**Passage provided:**
↓↓↓

The HGCA Recommended List should demand higher wheat disease resistance standards from breeders to meet rising food demands, a leading wheat breeder has said.
Speaking at the 2010 Crop Protection in Northern Britain Conference in Dundee Nickerson’s Bill Angus called for the resistance rating standards to be increased.
“The momentum needs to be kept up – I’d like to see the minimum septoria rating increase from a four to a five within five years followed by subsequent rises to six, and why not seven?”
But, the genetic stability of the resistance should also be taken into consideration, he explained. “Under the current system, varieties can enter the list with a resistance rating of nine, but this can quickly crash as the cultivar’s resistance breaks down.”
Disease resistance had been given low priority in breeding programmes in the past 50 years in favour of out and out yield, he acknowledged
“The spray-it-and-weigh-it philosophy” was an acceptable approach when there weren’t environmental and water quality concerns, he said. “But now the constraints are very different and robust disease resistance must be a priority.”
Disease pressure was increasing and many valuable fungicides were threatened with withdrawal. Therefore, breeding varieties resistant to major diseases, such as septoria tritici, eyespot, fusarium and yellow rust, was crucial, he said.

↑↑↑

**Data to examine:**
↓↓↓

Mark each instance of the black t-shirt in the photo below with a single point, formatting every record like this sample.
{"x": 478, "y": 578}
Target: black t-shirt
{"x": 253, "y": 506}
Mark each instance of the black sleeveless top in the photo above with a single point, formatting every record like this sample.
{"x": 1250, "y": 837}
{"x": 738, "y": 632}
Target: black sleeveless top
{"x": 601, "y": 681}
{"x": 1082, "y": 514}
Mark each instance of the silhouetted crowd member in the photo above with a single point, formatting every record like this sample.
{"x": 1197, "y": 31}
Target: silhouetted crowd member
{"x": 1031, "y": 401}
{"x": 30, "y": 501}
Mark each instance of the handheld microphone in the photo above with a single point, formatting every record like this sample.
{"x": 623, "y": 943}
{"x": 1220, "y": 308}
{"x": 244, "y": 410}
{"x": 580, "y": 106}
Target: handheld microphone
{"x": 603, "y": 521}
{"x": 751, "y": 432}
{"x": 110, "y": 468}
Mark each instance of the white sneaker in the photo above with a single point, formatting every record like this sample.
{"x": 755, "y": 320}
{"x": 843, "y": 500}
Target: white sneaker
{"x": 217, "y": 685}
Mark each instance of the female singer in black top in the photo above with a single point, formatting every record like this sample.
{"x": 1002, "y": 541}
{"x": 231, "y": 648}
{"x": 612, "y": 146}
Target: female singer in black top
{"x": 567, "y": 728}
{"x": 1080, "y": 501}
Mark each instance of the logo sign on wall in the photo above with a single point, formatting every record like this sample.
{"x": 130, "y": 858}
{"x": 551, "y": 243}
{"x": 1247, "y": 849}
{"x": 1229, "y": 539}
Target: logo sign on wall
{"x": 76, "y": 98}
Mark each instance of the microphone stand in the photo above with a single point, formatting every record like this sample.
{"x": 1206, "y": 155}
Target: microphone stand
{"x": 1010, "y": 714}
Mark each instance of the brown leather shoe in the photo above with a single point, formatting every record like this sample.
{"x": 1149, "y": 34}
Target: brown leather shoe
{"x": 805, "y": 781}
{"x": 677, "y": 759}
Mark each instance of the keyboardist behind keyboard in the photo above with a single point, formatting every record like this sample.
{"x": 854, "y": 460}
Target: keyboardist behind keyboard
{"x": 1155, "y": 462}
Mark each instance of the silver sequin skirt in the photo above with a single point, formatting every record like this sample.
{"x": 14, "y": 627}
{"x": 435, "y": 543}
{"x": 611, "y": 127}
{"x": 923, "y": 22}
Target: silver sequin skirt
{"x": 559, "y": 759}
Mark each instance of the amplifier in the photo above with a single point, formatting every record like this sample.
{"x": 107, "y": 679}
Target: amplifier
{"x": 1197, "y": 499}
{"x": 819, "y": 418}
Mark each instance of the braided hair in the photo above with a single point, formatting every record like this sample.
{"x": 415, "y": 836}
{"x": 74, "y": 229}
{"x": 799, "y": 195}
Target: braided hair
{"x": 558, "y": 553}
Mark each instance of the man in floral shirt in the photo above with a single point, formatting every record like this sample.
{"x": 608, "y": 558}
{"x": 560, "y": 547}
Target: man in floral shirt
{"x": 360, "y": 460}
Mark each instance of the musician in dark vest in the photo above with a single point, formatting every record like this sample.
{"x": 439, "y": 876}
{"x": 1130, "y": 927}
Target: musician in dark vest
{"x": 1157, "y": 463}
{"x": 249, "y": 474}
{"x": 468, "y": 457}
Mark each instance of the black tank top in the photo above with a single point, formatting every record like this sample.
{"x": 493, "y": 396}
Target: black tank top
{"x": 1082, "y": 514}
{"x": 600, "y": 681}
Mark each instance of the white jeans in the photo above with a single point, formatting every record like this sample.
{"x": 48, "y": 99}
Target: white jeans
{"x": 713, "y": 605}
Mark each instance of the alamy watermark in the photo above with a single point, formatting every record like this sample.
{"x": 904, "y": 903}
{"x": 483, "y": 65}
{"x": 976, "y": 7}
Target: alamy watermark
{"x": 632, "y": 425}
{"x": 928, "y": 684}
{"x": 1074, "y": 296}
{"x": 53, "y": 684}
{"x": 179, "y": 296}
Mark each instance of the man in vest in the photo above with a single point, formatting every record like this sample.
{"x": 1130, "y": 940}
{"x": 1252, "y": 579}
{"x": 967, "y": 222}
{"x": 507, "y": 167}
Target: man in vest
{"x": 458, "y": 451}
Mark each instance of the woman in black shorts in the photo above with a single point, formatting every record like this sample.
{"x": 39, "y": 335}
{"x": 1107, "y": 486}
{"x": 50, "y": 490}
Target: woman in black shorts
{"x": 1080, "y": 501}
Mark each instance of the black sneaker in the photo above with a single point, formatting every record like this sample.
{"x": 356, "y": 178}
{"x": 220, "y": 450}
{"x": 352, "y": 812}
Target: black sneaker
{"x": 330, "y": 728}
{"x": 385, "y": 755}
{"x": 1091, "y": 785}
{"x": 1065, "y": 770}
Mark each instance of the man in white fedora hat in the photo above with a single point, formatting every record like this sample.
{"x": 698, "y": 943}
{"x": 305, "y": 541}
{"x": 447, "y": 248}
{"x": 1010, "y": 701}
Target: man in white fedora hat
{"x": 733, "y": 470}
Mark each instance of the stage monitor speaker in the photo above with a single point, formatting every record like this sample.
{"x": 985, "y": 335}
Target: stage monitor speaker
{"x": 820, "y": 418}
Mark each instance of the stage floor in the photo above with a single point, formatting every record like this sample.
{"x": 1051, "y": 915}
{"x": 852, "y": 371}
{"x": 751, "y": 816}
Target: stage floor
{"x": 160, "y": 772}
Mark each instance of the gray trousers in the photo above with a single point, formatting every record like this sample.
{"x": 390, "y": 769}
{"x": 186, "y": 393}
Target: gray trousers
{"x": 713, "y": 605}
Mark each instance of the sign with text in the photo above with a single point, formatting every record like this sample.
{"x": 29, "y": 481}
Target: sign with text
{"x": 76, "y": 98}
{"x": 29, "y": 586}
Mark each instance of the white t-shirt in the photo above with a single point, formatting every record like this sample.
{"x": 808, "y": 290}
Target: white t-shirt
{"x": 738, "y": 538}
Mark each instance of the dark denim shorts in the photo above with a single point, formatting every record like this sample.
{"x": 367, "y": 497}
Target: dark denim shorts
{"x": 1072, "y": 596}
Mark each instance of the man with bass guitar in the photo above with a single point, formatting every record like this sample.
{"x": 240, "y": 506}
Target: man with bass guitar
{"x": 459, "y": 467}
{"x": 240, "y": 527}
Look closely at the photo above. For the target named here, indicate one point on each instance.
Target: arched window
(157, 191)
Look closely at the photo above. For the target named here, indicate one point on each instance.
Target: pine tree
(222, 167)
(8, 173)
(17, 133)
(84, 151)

↑↑↑

**Problems and tasks:**
1. Answer these questions from the article on wheat disease resistance.
(a) In which city was the 2010 Crop Protection in Northern Britain Conference held?
(b) What change to the minimum septoria rating would Bill Angus like to see within five years?
(c) Which four major diseases are named as targets for resistant varieties?
2. Continue the article on wheat disease resistance, starting after its last sentence.

**Answer section:**
1.
(a) Dundee.
(b) An increase from a four to a five.
(c) Septoria tritici, eyespot, fusarium and yellow rust.

2.
Genetic material capable of achieving robust resistance to these diseases was available, but many breeders chose not to use it, favouring high-yielding and potentially vulnerable material, he said. “It’s much easier to breed dirty varieties.”
But production could only be sustained if farmers were offered varieties with robust resistance to major wheat diseases, said Mr Angus.
Durable rust-resistant variety on horizon
A wheat variety with durable resistant to current strains of yellow rust could be available in the next five years, said Nickerson’s Bill Angus.
“We have the technology hopefully succeed in the next five years,” he said.
Molecular marker-assisted selection systems meant genes responsible for yellow rust resistance could be accurately mapped, he said “Traditionally it was trial and error, but now we are able to do it by design.”